Problem statement: In the entries below, the word "black" appears on some lines. Copy each of those lines.

———

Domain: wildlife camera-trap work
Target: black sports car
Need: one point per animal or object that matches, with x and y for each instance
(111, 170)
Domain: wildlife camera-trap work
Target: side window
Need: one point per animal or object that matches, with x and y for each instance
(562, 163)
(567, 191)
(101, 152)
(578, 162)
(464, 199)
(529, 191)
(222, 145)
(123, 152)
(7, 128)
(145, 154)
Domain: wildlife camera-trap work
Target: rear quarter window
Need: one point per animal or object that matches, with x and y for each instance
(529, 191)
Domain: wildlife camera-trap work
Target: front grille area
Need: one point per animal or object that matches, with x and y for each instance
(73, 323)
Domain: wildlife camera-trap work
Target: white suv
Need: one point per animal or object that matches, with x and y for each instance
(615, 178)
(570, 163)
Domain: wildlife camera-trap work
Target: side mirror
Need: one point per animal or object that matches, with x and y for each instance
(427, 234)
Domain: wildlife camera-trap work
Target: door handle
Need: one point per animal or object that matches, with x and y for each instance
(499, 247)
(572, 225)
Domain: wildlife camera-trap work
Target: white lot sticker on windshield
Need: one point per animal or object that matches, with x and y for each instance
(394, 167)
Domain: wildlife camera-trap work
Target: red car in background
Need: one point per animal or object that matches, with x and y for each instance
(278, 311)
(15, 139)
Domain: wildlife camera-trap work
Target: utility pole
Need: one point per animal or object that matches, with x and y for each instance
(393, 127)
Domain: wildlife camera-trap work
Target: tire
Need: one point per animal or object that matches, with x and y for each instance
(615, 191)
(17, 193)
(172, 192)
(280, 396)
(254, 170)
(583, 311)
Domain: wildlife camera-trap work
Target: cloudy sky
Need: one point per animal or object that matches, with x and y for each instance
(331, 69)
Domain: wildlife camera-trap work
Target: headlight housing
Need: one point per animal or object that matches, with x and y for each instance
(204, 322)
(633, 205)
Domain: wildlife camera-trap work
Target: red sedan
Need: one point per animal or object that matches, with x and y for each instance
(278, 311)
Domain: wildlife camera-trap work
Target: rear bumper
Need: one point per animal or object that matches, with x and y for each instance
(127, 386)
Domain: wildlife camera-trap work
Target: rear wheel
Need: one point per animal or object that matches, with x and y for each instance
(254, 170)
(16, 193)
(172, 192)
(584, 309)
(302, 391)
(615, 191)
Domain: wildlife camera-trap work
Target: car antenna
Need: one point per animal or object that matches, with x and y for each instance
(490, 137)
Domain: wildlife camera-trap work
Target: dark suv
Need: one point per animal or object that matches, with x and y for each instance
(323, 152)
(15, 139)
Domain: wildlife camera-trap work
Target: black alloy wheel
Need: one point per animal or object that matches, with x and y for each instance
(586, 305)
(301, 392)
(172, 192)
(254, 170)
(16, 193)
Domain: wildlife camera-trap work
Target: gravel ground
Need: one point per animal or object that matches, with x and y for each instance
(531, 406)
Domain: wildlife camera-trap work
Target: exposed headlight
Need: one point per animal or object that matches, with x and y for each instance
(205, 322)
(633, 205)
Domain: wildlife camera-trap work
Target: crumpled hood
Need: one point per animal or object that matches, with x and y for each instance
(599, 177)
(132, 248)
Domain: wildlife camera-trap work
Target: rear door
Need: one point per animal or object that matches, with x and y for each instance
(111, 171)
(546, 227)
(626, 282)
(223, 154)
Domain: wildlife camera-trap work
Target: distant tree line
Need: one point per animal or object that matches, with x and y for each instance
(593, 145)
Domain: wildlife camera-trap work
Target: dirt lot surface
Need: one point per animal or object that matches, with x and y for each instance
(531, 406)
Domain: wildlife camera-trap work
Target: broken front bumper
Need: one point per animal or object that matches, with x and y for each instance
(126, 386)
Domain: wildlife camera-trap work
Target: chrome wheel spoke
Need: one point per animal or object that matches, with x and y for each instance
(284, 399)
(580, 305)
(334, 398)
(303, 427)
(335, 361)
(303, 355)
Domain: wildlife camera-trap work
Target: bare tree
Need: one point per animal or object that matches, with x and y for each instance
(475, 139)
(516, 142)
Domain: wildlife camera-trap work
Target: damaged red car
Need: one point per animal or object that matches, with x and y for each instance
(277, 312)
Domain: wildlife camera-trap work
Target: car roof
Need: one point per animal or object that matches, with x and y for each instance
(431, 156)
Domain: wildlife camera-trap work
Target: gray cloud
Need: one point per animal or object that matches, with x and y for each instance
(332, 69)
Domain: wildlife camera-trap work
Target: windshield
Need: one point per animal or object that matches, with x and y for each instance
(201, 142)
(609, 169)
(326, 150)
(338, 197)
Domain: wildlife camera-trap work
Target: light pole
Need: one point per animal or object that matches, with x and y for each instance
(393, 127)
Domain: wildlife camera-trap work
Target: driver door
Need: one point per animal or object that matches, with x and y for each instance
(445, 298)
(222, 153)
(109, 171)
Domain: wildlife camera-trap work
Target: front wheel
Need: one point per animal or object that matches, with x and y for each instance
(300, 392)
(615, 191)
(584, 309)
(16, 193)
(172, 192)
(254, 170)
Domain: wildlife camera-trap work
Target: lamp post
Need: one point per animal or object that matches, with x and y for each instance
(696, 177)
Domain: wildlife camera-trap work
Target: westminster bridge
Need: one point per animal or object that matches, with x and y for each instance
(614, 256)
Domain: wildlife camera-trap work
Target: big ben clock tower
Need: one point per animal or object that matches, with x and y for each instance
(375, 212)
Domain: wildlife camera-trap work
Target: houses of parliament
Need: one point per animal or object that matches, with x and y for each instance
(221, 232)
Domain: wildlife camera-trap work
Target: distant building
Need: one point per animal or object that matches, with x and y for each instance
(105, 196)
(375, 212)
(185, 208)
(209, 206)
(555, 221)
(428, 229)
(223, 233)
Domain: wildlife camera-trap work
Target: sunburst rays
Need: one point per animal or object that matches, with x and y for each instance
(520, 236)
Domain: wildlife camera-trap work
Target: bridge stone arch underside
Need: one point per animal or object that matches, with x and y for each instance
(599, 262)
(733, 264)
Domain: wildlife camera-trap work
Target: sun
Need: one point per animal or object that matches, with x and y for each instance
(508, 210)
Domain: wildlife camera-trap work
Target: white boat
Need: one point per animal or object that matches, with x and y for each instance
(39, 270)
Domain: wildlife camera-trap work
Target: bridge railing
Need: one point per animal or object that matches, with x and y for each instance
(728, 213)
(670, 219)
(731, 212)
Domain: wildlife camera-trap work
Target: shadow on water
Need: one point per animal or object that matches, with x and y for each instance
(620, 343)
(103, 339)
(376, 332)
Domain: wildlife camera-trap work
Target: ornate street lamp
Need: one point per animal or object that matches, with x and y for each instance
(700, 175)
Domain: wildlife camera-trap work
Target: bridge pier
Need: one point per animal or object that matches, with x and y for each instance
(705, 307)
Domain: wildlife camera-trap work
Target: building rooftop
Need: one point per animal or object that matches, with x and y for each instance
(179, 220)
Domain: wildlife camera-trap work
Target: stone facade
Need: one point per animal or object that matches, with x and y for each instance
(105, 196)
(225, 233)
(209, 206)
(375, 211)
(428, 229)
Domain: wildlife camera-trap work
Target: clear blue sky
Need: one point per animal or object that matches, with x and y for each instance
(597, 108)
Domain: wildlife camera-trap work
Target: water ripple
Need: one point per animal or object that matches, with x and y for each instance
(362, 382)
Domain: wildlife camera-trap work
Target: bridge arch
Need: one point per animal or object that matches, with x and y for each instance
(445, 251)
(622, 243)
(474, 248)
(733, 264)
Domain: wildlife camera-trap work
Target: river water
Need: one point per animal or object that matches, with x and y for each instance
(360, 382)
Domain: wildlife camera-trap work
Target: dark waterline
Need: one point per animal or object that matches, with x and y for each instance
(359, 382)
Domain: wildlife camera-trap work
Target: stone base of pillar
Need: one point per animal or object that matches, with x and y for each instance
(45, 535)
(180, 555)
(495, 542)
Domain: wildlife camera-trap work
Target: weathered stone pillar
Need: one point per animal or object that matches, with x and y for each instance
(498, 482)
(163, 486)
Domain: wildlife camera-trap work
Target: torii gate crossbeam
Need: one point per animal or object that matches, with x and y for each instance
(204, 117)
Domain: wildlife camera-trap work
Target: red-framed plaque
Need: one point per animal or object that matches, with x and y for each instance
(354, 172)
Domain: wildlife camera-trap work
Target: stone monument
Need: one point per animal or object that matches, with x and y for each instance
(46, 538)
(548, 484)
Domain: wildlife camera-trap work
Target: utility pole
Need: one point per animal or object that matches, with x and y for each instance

———

Solution:
Target: black sports car
Target: black alloy wheel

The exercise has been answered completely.